### PROBLEM DETAILS
Write the entries out again exactly; any picture among them gets left out.

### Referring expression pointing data
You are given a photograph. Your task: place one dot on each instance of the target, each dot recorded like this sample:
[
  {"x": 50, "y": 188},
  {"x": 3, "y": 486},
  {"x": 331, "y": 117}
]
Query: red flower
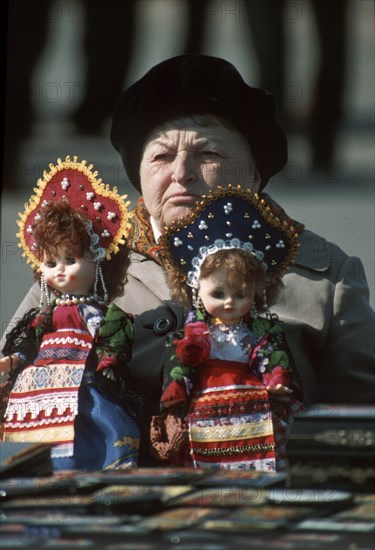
[
  {"x": 277, "y": 376},
  {"x": 195, "y": 347}
]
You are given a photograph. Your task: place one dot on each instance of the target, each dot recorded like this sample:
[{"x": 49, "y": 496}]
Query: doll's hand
[{"x": 279, "y": 389}]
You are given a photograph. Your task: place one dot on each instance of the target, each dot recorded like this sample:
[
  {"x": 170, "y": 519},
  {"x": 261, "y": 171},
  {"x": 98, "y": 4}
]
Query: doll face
[
  {"x": 183, "y": 161},
  {"x": 68, "y": 274},
  {"x": 223, "y": 302}
]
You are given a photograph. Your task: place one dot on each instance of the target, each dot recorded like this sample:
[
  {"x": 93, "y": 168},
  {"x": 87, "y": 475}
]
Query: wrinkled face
[
  {"x": 183, "y": 160},
  {"x": 221, "y": 300},
  {"x": 68, "y": 274}
]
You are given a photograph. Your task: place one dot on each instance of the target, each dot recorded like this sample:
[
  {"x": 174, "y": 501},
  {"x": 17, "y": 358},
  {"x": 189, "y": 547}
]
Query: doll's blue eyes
[{"x": 219, "y": 295}]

### RESPONSE BELOW
You are given a photograph. Your task: place one dot on each instance of the target, each dot recorded like this sample:
[
  {"x": 50, "y": 188},
  {"x": 3, "y": 486},
  {"x": 331, "y": 117}
]
Query: red flower
[
  {"x": 277, "y": 376},
  {"x": 195, "y": 347}
]
You are given a photograph. Your task: place one dot on each instance of the target, each dot recorded like this sample:
[{"x": 49, "y": 496}]
Query: doll's hand
[{"x": 279, "y": 389}]
You are given a photograph. Your task: place one dot on each instance of the target, each dot recorded like this sample:
[
  {"x": 170, "y": 519},
  {"x": 261, "y": 171},
  {"x": 98, "y": 4}
]
Query: doll face
[
  {"x": 183, "y": 161},
  {"x": 68, "y": 274},
  {"x": 223, "y": 302}
]
You are given a photograph. Your task: place one dot on each instance of the target, each dot recorded like this sample:
[
  {"x": 93, "y": 168},
  {"x": 87, "y": 475}
]
Query: wrinkled face
[
  {"x": 183, "y": 160},
  {"x": 221, "y": 300},
  {"x": 68, "y": 274}
]
You are given a photograph. Your task: place one dot on each instance of the target, each dot recorded like this sample:
[
  {"x": 174, "y": 501},
  {"x": 17, "y": 358},
  {"x": 189, "y": 547}
]
Query: doll's blue eyes
[{"x": 219, "y": 295}]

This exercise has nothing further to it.